##### REGISTROS
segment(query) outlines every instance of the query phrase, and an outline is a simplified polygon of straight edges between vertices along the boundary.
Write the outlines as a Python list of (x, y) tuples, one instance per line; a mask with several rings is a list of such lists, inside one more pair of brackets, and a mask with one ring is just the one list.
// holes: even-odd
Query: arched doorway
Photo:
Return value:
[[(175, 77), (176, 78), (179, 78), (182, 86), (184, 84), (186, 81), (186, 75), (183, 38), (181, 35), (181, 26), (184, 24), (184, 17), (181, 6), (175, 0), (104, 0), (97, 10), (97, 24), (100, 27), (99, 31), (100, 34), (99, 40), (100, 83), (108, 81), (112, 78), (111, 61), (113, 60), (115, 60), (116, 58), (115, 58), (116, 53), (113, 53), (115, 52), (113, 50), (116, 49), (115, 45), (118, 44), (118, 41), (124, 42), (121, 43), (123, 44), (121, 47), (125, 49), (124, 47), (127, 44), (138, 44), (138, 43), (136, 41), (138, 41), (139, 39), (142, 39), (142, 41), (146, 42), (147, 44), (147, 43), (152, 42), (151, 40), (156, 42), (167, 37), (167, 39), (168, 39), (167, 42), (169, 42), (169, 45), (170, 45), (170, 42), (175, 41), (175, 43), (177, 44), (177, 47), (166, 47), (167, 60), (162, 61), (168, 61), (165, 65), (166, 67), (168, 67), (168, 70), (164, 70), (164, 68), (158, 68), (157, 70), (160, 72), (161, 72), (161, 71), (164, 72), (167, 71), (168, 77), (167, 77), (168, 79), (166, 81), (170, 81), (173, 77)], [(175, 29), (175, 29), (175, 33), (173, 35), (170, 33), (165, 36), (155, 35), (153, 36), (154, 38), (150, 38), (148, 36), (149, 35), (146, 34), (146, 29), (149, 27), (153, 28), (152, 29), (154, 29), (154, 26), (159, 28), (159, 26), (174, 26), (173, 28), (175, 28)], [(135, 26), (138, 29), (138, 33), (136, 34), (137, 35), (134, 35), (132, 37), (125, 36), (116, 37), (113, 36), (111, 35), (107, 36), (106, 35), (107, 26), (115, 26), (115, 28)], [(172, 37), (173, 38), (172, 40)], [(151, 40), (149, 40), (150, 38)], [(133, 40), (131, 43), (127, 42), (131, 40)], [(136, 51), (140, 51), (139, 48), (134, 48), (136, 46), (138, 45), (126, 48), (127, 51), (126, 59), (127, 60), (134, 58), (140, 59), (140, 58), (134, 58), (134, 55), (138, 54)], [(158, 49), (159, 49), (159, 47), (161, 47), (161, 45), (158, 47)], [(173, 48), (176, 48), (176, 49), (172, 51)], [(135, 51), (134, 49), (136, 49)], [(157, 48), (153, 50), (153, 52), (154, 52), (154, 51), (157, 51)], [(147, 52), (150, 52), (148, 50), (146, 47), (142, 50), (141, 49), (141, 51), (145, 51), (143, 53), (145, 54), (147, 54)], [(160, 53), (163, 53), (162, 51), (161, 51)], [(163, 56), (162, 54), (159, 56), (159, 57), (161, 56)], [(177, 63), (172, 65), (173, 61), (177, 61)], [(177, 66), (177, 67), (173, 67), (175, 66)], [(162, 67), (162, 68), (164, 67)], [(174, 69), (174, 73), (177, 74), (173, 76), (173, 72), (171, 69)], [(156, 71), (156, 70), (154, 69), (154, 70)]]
##########
INSTRUÇÃO DADA >> Informe em quantas linhas dos registros acima aparece a palavra "instance". Dê somente o número.

RESPOSTA ESCRITA >> 2